Reproduce the records below verbatim, from the line with "locate the ornamental" up to and including the line with "[51, 49, 334, 270]", and output nothing else.

*EXTRACTED DATA*
#####

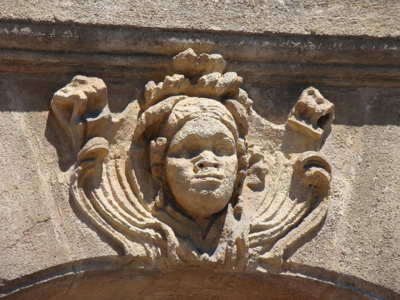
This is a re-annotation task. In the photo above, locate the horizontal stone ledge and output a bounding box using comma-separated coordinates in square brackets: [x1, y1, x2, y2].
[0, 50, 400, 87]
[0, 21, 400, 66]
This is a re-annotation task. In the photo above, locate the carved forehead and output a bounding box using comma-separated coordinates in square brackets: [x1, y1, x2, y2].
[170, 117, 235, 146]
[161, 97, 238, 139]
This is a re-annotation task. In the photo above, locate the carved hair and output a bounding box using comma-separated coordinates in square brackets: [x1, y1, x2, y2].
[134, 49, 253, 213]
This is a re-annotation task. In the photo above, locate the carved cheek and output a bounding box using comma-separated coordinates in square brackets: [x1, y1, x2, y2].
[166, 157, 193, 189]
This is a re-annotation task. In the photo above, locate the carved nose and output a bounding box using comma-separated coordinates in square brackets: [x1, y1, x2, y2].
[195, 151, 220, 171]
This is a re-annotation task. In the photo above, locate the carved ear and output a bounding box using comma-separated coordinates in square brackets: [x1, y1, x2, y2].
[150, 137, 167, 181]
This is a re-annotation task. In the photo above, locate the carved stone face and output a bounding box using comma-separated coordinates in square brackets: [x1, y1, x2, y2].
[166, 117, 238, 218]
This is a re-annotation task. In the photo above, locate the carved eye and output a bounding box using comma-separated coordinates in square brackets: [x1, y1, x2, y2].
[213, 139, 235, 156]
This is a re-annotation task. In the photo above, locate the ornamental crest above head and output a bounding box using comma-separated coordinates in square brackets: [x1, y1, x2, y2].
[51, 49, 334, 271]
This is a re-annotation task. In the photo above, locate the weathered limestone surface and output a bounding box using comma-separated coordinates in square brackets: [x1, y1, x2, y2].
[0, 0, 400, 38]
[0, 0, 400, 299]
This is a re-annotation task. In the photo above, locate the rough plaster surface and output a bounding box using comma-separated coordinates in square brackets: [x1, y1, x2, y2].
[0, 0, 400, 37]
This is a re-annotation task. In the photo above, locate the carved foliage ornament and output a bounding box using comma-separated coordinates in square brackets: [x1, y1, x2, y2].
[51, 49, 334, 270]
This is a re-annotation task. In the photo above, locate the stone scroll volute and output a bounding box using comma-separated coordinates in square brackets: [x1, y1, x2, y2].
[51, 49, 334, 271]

#####

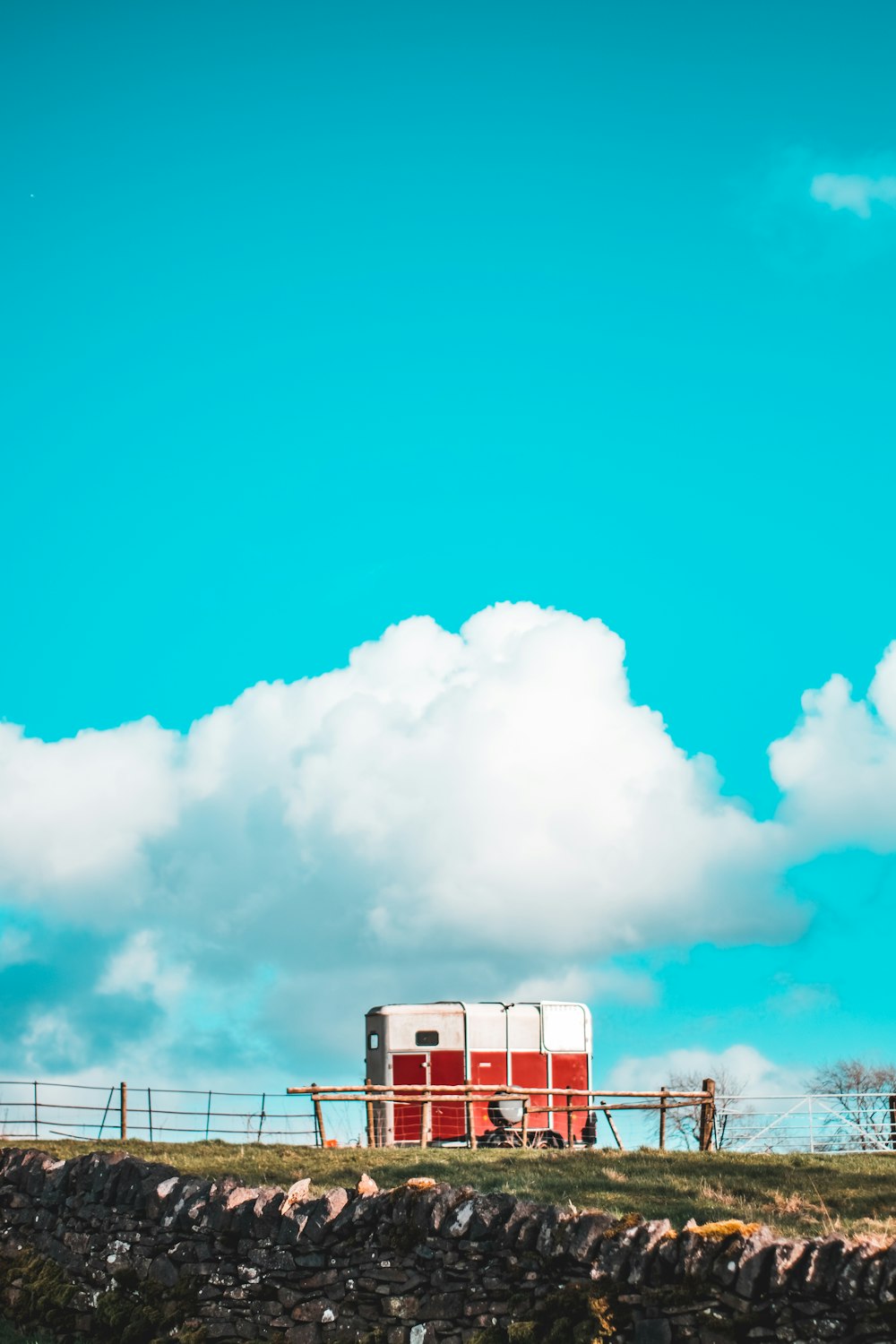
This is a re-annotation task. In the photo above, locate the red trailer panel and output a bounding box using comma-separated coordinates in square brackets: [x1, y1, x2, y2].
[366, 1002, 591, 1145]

#####

*SOLUTION TO THE EXERCISE*
This is a re-annotation task. In the photo above, locate the ornamental crest above head and output a bounding box using comma-separated coordinates in square brackets: [x1, y1, x2, y2].
[51, 49, 334, 271]
This is a re-annotation task. In the photo above, locate the weathered limestone surface and output a bounding box using comma-separated coordinates in square brackets: [x1, y1, x2, y2].
[0, 0, 400, 38]
[0, 0, 400, 299]
This is a re-annotation task. In the photo above, locate the rough plaster surface and output a bounding box using comma-separated coordinates in square brackets: [x1, y1, x2, y2].
[0, 0, 400, 37]
This is a re-annotation task. In the photo above, locate the carved foliage ornament and output a bounding box using comma-separated coordinates in square brackets: [x1, y1, x2, y2].
[51, 49, 334, 270]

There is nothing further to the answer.